- _Short problem_: Copy out the lines exactly, beginning at the line that contains "of the gray" and stopping after the line that contains "[194,0,269,74]".

--- Begin ---

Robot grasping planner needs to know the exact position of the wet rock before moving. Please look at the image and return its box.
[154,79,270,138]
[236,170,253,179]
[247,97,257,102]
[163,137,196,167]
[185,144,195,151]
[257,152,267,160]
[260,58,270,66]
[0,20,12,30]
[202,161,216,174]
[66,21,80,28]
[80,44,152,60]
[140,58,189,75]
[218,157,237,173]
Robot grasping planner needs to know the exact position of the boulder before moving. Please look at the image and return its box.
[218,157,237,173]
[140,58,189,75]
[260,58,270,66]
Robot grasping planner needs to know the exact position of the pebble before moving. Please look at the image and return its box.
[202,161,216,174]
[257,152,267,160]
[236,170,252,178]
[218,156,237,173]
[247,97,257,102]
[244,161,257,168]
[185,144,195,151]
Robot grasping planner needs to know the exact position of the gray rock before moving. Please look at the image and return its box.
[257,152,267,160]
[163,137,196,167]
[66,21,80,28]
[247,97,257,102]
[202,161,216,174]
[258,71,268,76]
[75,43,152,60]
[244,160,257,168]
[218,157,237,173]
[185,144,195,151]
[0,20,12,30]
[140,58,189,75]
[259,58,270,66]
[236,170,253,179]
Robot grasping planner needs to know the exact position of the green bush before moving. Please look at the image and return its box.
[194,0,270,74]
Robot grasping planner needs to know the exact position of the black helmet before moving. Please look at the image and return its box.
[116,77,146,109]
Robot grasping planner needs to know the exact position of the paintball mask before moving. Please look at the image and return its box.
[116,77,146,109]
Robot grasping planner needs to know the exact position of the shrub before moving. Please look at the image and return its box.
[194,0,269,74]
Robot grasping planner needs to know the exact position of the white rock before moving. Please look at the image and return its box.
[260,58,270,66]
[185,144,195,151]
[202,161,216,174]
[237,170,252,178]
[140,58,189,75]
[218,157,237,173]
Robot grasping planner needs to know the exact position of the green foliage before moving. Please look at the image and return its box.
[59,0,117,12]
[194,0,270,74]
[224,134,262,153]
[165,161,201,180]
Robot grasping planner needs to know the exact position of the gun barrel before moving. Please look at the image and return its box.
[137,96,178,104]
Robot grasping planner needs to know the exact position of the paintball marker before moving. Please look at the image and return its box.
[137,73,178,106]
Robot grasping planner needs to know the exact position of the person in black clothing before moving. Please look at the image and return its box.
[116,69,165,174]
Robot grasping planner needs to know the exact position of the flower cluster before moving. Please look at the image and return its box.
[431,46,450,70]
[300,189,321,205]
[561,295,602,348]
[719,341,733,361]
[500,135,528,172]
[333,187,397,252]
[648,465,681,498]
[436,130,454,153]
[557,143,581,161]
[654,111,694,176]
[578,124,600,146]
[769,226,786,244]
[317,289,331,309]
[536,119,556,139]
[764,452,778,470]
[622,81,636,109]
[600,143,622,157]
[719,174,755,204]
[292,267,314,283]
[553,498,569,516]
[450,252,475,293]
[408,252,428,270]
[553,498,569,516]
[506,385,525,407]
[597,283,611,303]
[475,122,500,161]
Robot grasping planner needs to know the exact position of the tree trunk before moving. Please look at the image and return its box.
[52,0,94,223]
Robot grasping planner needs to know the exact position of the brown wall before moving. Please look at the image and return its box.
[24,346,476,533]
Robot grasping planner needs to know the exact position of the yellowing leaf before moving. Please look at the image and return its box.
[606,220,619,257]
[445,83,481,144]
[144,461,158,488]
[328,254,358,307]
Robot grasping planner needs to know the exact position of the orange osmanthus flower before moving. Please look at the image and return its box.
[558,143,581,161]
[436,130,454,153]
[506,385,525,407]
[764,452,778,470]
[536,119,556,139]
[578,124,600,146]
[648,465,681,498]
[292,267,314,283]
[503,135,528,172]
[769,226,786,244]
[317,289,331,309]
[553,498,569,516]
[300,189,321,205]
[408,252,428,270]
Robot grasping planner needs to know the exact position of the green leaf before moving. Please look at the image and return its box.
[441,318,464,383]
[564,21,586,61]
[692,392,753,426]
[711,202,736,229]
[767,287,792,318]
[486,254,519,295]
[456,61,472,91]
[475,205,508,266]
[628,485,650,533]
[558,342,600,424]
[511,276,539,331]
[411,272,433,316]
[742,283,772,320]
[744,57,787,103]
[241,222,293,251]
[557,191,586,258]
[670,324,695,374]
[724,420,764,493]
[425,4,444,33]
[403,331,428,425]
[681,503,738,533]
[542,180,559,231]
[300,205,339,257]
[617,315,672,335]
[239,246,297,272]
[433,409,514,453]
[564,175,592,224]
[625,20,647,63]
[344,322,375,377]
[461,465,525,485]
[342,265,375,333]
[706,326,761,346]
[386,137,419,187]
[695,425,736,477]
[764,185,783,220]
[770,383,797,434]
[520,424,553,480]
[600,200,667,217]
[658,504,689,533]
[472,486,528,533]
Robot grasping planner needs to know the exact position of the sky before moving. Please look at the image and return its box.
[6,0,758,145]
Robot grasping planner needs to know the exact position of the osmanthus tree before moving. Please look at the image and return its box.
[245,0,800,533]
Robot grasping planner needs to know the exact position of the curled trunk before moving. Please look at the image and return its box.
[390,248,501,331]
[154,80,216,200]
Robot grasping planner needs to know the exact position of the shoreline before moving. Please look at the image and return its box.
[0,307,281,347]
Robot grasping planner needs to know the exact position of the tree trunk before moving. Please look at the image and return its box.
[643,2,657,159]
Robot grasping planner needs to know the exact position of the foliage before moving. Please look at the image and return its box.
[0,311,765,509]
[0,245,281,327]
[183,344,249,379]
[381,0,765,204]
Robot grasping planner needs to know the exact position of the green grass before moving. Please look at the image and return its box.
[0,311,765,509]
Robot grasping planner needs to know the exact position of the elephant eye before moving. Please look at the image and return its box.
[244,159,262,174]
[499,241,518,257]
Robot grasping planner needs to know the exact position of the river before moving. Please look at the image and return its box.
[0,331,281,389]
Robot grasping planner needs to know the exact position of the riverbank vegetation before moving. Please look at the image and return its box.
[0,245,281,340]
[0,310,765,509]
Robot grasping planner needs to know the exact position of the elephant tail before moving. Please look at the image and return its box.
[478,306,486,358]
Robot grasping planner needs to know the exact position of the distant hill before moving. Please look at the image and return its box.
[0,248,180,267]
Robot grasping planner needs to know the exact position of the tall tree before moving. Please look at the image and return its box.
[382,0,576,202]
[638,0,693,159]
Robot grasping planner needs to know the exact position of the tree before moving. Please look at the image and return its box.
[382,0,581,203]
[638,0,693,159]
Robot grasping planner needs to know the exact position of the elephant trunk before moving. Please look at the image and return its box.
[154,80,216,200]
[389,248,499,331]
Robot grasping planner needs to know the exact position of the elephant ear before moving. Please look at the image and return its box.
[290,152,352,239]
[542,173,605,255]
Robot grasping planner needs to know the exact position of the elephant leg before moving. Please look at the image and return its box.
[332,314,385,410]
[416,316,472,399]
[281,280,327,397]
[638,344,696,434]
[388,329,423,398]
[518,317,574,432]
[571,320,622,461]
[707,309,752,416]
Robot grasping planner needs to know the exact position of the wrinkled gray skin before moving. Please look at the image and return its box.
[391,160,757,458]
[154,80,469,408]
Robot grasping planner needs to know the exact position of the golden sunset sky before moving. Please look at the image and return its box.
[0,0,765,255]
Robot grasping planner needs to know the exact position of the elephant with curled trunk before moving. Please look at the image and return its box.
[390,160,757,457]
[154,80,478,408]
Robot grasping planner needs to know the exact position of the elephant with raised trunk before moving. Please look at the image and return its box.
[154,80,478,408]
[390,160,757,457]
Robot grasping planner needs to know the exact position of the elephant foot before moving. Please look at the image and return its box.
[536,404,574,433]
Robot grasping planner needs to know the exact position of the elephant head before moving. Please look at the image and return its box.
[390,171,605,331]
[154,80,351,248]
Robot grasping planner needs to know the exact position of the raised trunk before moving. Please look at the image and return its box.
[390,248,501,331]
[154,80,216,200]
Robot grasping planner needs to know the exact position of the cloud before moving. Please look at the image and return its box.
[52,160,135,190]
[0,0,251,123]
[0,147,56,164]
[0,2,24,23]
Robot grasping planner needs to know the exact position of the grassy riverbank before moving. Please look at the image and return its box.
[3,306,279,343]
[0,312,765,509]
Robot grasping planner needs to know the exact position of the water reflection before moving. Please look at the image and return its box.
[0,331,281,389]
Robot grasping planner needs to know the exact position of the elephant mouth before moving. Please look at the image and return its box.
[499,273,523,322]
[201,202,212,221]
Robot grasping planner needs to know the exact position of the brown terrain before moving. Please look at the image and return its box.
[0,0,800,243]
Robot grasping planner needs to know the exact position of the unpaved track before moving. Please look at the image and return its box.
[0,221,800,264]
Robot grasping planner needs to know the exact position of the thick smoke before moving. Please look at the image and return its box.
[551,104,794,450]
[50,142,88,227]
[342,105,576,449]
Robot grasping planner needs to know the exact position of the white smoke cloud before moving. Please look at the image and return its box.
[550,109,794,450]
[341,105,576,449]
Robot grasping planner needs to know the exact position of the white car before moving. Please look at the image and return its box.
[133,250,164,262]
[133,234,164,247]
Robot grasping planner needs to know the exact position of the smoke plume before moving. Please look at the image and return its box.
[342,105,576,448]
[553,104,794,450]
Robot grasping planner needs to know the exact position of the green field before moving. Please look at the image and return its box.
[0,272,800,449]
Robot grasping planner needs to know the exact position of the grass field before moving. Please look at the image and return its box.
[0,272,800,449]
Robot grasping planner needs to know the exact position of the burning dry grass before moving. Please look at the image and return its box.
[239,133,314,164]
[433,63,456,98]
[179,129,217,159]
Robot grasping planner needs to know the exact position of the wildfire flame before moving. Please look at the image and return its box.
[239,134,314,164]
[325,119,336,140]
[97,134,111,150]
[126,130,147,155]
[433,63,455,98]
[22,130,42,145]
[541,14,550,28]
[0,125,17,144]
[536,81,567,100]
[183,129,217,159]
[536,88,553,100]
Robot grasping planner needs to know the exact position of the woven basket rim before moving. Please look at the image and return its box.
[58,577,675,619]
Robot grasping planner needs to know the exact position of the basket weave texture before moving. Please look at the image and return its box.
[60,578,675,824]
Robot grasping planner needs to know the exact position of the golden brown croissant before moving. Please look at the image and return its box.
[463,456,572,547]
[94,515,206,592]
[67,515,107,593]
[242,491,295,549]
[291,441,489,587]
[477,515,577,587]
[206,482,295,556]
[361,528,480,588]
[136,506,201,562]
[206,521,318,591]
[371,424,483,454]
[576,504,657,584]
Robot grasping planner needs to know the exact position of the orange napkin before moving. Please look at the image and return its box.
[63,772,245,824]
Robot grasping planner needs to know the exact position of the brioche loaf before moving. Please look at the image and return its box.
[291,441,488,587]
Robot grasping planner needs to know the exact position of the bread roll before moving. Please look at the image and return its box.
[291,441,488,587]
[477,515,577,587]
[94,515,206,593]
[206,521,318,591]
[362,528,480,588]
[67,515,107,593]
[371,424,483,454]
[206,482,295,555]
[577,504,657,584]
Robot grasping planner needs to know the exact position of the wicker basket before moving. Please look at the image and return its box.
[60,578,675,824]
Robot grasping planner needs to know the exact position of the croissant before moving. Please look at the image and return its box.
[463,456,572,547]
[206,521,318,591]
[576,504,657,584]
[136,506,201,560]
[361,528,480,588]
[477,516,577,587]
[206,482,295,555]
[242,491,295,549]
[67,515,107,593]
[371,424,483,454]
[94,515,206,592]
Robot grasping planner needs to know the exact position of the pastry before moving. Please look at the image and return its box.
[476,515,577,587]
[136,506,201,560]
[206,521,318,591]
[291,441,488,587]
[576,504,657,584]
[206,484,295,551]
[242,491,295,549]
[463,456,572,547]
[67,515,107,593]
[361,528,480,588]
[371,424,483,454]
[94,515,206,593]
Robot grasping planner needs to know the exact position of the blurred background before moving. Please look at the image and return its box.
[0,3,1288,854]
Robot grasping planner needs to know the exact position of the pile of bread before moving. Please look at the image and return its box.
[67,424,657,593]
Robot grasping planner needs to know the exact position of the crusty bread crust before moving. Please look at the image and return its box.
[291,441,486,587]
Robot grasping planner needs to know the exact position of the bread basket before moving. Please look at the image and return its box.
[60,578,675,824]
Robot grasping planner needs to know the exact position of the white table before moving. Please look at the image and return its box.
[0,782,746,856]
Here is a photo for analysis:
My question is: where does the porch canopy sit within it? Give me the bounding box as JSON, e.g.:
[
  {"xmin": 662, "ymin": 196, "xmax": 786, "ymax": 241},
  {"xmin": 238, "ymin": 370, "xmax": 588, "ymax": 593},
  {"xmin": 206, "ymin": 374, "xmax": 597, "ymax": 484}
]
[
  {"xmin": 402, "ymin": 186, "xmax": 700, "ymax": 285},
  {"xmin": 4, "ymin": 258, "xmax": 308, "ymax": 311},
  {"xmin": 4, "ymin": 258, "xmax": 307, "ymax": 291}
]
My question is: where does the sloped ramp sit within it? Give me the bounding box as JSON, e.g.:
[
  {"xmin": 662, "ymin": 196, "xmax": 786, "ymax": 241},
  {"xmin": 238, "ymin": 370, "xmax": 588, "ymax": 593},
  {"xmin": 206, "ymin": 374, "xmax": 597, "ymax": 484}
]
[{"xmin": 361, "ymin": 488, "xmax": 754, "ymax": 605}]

--- End ---

- _Output for this task_:
Robot grasping planner needs to know the exact position of the gray rock before moving. Please look at the image and return its box.
[257,152,267,160]
[163,137,196,167]
[66,21,80,28]
[247,97,257,102]
[202,161,216,174]
[258,71,268,76]
[75,43,152,60]
[244,160,257,168]
[218,157,237,173]
[185,144,195,151]
[0,20,12,30]
[140,58,189,75]
[259,58,270,66]
[236,170,253,179]
Robot grasping planner needs to know the exact position of the green bush before moving. Please look at the image and return its box.
[194,0,270,74]
Robot grasping planner needs to know the exact position of the black helmet before moving. Please look at the image and return its box.
[116,77,146,109]
Robot grasping planner needs to know the exact position of the paintball mask before moving. Please look at the image and return its box.
[116,77,146,109]
Robot grasping planner needs to know the exact position of the shrub before moving. Please look at the image and return its box.
[194,0,269,74]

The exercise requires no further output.